# [EXERCISE DATA]
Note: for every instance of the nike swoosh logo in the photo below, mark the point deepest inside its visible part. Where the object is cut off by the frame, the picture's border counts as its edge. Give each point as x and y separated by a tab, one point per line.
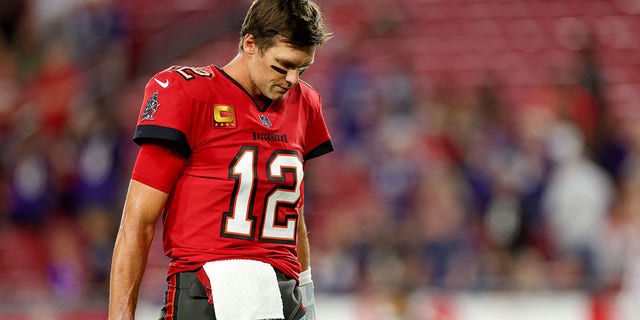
164	84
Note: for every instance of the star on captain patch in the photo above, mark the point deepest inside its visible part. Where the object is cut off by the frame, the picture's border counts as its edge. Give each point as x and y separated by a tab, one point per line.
151	107
265	121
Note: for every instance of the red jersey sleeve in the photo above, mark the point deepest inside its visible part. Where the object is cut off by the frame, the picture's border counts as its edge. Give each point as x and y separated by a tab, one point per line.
317	137
166	113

# [TASK STATEMENT]
Please return the material above unchanged, with every picture removed.

# [ANSWER TO THIS EXERCISE]
Note: for every instance of the nike swoosh logo in the photo below, mark the point deepest inside its visible part. Where the object is cut off by the frame, the picture's border counts as its edge. Give each point as x and y separated by a tab, one point per line.
164	84
Note: for every instance of the star on captain patch in the photo above, mark the point deepest inside its visible part. Where the object is cut off by the frame, the picture's border counts as its edge. Give each point as x and y separated by a tab, one point per line.
151	107
265	121
Note: for every instance of the red jersey sleeve in the photo above, mark the point deepest inside its visible part. Where the object is cut off by the frame, the picture's border counts as its edge. Give each point as x and y separated by a tab, one point per line.
317	137
166	113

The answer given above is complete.